▸ Work instructions
Output must match the records, character for character.

▸ Stored dataset items
╭──

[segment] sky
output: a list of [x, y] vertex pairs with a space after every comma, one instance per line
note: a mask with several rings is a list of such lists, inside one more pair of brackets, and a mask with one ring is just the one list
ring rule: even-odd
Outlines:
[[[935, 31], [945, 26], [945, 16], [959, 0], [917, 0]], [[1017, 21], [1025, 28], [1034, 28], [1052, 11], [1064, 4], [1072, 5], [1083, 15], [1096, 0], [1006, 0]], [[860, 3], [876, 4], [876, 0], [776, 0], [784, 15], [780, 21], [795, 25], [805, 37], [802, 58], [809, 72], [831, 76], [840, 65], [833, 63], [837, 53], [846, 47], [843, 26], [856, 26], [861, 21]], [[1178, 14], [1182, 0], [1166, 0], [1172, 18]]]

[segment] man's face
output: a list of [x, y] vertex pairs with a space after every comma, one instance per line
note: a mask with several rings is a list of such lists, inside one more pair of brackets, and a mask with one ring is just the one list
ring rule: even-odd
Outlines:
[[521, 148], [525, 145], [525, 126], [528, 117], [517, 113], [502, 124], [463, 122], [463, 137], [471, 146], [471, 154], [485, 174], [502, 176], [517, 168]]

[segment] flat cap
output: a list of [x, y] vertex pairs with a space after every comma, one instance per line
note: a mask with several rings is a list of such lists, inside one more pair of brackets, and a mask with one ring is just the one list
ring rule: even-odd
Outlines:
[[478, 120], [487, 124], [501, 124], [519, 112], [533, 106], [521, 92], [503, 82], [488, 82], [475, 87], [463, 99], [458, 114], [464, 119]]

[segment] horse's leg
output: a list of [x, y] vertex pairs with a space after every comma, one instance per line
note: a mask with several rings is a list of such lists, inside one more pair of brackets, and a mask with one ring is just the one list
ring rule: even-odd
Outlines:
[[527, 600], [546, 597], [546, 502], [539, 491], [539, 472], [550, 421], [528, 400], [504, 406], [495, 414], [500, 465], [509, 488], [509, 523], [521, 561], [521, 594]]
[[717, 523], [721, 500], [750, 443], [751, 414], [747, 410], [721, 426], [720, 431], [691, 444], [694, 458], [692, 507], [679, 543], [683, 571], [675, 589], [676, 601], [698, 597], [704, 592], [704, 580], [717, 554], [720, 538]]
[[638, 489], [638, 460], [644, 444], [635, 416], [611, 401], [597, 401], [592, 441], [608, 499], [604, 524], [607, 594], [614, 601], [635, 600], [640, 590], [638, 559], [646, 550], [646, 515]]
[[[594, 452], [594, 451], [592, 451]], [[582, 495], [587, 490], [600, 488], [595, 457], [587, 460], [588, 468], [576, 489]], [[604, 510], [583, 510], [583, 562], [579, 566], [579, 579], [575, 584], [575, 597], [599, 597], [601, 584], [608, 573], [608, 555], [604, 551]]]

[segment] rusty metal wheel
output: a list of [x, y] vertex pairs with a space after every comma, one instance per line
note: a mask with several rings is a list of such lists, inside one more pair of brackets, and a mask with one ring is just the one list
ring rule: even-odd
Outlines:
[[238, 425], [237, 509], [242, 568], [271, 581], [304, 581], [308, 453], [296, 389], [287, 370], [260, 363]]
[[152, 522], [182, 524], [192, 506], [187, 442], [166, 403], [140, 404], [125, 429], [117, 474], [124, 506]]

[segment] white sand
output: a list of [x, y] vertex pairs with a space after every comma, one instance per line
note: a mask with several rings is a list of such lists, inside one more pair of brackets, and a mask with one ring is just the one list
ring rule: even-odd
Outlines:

╰──

▸ Response area
[segment] sky
output: a list of [x, y] vertex pairs with a space after every comma, one instance per line
note: a mask with several rings is a list of such lists, inside one more pair of brackets, and a mask with one ring is just the one list
ring rule: even-odd
Outlines:
[[[935, 31], [945, 26], [945, 16], [959, 0], [917, 0]], [[1017, 21], [1025, 28], [1034, 28], [1052, 11], [1064, 4], [1072, 5], [1083, 15], [1096, 0], [1006, 0]], [[860, 3], [876, 4], [876, 0], [776, 0], [784, 15], [780, 21], [795, 25], [805, 37], [802, 58], [809, 72], [831, 76], [840, 65], [833, 63], [837, 53], [846, 47], [843, 26], [856, 26], [861, 21]], [[1178, 14], [1182, 0], [1166, 0], [1172, 18]]]

[segment] man's face
output: a list of [x, y] vertex pairs with a space after every comma, one instance per line
note: a mask with several rings is a list of such lists, inside one more pair of brackets, and a mask with one ring is just the one list
ring rule: even-odd
Outlines:
[[521, 148], [525, 145], [525, 126], [528, 117], [517, 113], [502, 124], [463, 122], [463, 137], [471, 146], [471, 154], [485, 174], [502, 176], [517, 168]]

[segment] flat cap
output: a list of [x, y] vertex pairs with a space after every comma, one instance per line
note: a mask with several rings is a list of such lists, inside one more pair of brackets, and a mask with one ring is just the one list
ring rule: even-odd
Outlines:
[[478, 120], [487, 124], [501, 124], [519, 112], [533, 106], [521, 92], [503, 82], [488, 82], [475, 87], [463, 99], [458, 114], [464, 119]]

[segment] horse's leg
output: a list of [x, y] vertex pairs with a space after every comma, one instance per line
note: a mask with several rings is a list of such lists, inside one more pair of brackets, and a mask with one ring is just the one list
ring rule: even-odd
Outlines:
[[527, 600], [546, 597], [546, 502], [539, 491], [539, 472], [550, 421], [528, 400], [504, 406], [495, 414], [500, 465], [509, 488], [509, 523], [521, 561], [521, 594]]
[[717, 523], [721, 500], [750, 443], [751, 414], [747, 410], [721, 426], [720, 431], [691, 444], [694, 458], [692, 507], [679, 543], [683, 571], [675, 589], [676, 601], [698, 597], [704, 592], [704, 580], [717, 554], [720, 538]]
[[638, 489], [638, 460], [644, 444], [635, 416], [611, 401], [597, 401], [592, 441], [608, 499], [604, 524], [607, 594], [614, 601], [635, 600], [640, 590], [638, 559], [646, 550], [646, 515]]
[[[594, 452], [594, 451], [592, 451]], [[582, 495], [587, 490], [600, 488], [595, 457], [587, 460], [588, 468], [576, 489]], [[604, 510], [583, 510], [583, 562], [579, 566], [579, 579], [575, 584], [575, 597], [599, 597], [601, 584], [608, 573], [608, 555], [604, 551]]]

[segment] rusty metal wheel
output: a list of [x, y] vertex pairs with a space after every comma, one instance per line
note: a mask with several rings is a list of such lists, inside one more pair of brackets, and a mask with one ring is just the one list
ring rule: even-odd
Outlines:
[[238, 425], [237, 509], [242, 568], [271, 581], [304, 581], [308, 453], [296, 389], [287, 370], [260, 363]]
[[152, 522], [182, 524], [192, 506], [187, 442], [166, 403], [140, 404], [125, 429], [117, 474], [124, 506]]

[segment] white sand
output: a list of [x, y] vertex pairs with a space after every comma, one instance per line
note: a mask with several rings is a list of such lists, inside one more pair of brackets, and a mask with one ring is just the one list
ring rule: even-odd
Outlines:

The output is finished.